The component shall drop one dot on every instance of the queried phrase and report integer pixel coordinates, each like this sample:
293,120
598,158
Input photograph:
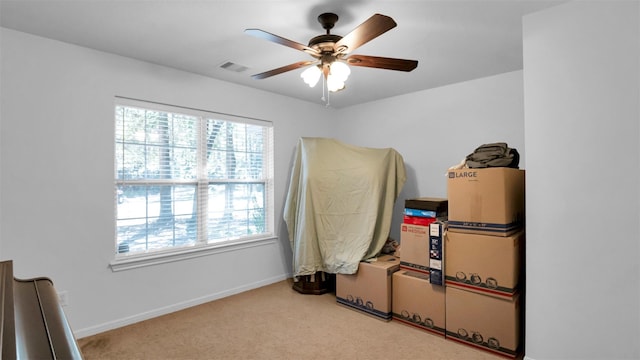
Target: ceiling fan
330,50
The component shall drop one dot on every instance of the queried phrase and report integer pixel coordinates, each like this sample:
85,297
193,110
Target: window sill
137,261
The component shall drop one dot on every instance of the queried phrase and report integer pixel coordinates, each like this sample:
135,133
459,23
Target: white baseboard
93,330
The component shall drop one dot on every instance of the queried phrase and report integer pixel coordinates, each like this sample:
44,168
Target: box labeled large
418,303
492,265
486,201
484,322
369,290
414,248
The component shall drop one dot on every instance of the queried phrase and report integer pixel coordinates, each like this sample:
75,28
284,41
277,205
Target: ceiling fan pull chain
324,86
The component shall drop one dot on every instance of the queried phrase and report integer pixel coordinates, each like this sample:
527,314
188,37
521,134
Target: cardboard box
486,201
369,290
414,248
484,322
491,265
418,303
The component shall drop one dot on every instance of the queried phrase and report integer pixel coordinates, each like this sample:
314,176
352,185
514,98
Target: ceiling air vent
231,66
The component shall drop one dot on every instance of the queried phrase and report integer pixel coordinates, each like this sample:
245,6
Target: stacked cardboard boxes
485,259
369,289
418,292
419,214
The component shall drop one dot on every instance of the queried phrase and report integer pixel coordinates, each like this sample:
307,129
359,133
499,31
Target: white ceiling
453,40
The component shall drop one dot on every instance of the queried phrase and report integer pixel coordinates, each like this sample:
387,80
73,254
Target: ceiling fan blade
373,27
282,69
279,40
382,62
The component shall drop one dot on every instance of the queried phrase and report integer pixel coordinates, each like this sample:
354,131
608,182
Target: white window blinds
186,177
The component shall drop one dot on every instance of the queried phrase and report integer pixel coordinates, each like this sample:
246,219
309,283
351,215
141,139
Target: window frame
125,261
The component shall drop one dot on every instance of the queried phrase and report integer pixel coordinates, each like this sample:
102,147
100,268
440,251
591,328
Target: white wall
435,129
56,143
581,86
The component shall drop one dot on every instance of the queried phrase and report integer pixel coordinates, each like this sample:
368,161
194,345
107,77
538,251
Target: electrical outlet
63,298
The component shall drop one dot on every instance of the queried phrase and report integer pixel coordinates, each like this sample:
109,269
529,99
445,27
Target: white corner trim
137,261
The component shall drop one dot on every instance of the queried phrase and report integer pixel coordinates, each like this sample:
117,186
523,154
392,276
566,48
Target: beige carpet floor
273,322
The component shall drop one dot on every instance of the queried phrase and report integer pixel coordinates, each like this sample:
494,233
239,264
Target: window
188,178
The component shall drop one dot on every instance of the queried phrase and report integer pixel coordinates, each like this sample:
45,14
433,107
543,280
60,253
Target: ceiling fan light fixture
311,76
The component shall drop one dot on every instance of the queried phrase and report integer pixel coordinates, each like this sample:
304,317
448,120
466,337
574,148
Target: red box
418,220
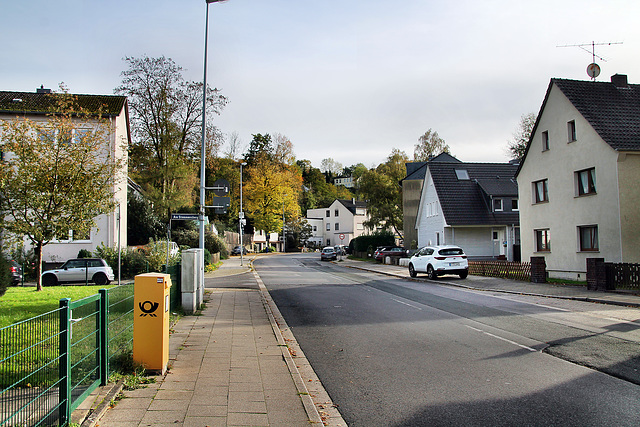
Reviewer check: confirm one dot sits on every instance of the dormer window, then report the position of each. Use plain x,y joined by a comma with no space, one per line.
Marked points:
545,140
571,130
462,174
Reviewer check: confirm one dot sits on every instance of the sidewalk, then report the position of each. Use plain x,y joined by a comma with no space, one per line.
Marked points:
229,366
578,293
238,364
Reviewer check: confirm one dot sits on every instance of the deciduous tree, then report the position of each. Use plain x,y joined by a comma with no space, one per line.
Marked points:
383,193
520,138
429,145
166,121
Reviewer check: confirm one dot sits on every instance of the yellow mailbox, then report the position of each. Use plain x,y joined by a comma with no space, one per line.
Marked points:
151,321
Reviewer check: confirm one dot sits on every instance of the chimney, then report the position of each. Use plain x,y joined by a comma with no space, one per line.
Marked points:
619,80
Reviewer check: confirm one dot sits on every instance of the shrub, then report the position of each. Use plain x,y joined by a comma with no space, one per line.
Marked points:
84,253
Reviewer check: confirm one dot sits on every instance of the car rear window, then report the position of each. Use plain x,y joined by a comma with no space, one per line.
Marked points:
451,251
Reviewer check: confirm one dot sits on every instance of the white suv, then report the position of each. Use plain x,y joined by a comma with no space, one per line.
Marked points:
437,260
94,270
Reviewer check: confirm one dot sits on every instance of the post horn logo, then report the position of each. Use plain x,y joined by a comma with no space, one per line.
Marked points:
148,307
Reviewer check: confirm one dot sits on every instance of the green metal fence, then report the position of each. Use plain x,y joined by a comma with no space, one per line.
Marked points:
50,363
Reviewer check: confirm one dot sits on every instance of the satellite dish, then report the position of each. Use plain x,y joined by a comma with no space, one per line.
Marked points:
593,70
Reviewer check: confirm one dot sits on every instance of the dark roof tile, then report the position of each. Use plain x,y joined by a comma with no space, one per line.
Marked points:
41,103
467,202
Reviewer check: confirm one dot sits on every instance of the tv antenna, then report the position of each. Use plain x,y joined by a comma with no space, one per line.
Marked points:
593,69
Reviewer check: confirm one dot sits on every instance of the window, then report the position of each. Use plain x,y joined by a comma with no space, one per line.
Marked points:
545,140
585,182
543,242
78,235
588,236
571,130
540,191
462,174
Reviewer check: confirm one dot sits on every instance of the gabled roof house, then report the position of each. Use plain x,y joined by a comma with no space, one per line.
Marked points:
473,205
109,231
579,178
339,223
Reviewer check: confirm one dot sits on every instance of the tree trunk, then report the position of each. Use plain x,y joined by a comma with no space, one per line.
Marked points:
38,251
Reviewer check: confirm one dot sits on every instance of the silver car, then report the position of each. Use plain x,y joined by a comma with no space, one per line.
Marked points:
94,270
438,260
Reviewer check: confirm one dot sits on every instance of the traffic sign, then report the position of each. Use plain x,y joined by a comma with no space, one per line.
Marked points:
193,217
220,187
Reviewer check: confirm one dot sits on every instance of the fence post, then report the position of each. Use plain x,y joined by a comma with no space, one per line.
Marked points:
538,269
64,393
104,337
594,265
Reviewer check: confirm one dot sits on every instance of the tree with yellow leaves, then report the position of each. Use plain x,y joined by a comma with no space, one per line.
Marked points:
269,188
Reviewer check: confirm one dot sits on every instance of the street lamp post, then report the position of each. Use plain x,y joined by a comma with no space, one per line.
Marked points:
204,133
284,239
241,220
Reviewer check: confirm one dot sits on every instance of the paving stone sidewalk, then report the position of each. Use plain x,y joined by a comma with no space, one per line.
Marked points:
226,369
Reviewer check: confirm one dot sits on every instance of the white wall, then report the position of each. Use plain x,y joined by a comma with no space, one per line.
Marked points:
565,211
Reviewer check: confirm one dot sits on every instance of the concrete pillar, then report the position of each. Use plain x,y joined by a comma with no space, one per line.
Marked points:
191,279
538,269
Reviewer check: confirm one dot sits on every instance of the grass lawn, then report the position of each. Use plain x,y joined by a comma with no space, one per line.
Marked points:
21,303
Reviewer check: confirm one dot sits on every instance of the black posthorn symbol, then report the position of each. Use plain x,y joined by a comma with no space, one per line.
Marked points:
148,307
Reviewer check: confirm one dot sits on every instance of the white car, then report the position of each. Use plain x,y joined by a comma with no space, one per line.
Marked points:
94,270
438,260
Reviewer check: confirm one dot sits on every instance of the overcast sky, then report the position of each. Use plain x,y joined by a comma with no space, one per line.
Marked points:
346,79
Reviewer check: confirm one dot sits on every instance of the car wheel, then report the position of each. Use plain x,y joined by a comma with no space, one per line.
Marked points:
412,271
49,280
100,279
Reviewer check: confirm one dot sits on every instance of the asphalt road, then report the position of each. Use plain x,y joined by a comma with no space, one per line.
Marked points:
392,352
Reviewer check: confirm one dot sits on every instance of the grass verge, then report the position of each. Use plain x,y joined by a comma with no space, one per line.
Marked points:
21,303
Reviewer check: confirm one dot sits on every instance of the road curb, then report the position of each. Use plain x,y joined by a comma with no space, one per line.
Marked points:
290,349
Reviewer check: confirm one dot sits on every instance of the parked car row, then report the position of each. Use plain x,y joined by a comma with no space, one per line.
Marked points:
389,251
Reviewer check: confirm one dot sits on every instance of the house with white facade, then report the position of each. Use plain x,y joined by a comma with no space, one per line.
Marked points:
111,229
339,223
473,205
579,178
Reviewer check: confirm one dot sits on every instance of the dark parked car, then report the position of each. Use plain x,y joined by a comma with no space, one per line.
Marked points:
328,253
392,251
16,273
236,250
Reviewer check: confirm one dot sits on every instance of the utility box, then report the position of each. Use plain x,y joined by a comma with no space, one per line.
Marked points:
151,321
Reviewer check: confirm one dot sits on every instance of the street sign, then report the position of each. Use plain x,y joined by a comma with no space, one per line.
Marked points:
220,202
220,187
193,217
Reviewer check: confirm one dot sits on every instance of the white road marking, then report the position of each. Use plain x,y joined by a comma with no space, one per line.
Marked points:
406,303
502,339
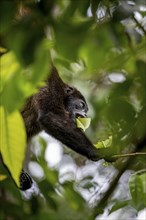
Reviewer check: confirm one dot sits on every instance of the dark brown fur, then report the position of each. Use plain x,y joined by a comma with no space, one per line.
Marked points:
46,110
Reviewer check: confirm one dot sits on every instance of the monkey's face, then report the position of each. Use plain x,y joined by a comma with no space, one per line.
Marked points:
76,105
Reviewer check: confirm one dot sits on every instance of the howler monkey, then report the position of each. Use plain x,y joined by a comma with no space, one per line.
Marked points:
54,109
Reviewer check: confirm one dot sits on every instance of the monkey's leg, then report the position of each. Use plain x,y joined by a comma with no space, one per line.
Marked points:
66,131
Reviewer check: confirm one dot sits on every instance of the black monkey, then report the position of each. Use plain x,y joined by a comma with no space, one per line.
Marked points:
54,109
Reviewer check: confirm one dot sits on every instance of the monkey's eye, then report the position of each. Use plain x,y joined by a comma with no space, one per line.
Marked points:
25,181
69,90
82,104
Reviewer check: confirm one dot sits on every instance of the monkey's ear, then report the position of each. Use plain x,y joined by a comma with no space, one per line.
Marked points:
69,90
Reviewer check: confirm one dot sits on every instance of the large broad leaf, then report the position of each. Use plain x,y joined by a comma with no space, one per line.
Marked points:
83,123
13,142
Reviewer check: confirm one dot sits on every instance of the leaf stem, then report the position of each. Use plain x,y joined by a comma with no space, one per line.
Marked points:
130,154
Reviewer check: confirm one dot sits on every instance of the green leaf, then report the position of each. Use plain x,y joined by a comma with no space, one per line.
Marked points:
13,142
119,205
83,123
138,190
104,144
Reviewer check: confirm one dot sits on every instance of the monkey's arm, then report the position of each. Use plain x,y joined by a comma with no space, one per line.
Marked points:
67,132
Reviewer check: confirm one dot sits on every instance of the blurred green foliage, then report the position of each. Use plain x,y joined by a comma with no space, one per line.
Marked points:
100,44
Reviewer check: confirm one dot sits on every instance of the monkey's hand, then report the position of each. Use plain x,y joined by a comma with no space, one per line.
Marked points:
66,131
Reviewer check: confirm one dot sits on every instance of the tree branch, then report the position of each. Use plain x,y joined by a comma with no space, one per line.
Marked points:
103,202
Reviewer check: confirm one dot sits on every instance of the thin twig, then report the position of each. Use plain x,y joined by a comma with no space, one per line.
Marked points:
130,154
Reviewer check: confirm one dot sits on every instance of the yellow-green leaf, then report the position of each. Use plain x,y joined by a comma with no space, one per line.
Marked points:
13,142
83,123
104,144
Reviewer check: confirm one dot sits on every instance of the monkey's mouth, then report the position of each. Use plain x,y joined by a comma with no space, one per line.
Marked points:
80,115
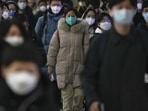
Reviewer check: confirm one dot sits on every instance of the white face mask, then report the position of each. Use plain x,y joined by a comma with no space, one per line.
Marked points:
22,83
80,3
123,16
56,9
14,41
139,6
105,25
90,20
145,15
48,7
42,8
22,5
5,15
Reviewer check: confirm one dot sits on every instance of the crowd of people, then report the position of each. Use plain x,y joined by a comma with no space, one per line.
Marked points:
74,55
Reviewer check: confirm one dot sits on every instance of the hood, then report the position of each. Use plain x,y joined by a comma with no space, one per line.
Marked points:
79,27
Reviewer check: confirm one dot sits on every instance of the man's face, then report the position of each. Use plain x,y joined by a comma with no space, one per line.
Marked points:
12,7
42,4
123,5
56,3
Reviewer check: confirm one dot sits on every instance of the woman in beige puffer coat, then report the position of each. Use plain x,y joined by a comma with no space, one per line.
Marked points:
66,53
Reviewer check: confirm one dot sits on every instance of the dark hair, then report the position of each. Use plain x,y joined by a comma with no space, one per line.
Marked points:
145,4
42,1
102,15
23,53
6,25
88,10
62,1
71,9
115,2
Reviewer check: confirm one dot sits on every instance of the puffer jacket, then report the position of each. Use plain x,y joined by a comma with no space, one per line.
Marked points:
67,51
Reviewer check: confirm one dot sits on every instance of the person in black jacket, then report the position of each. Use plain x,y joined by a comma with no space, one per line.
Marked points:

REQUIREMENT
Tally every line in the listing above that contains "sign", then state only the total.

YOUR SOLUTION
2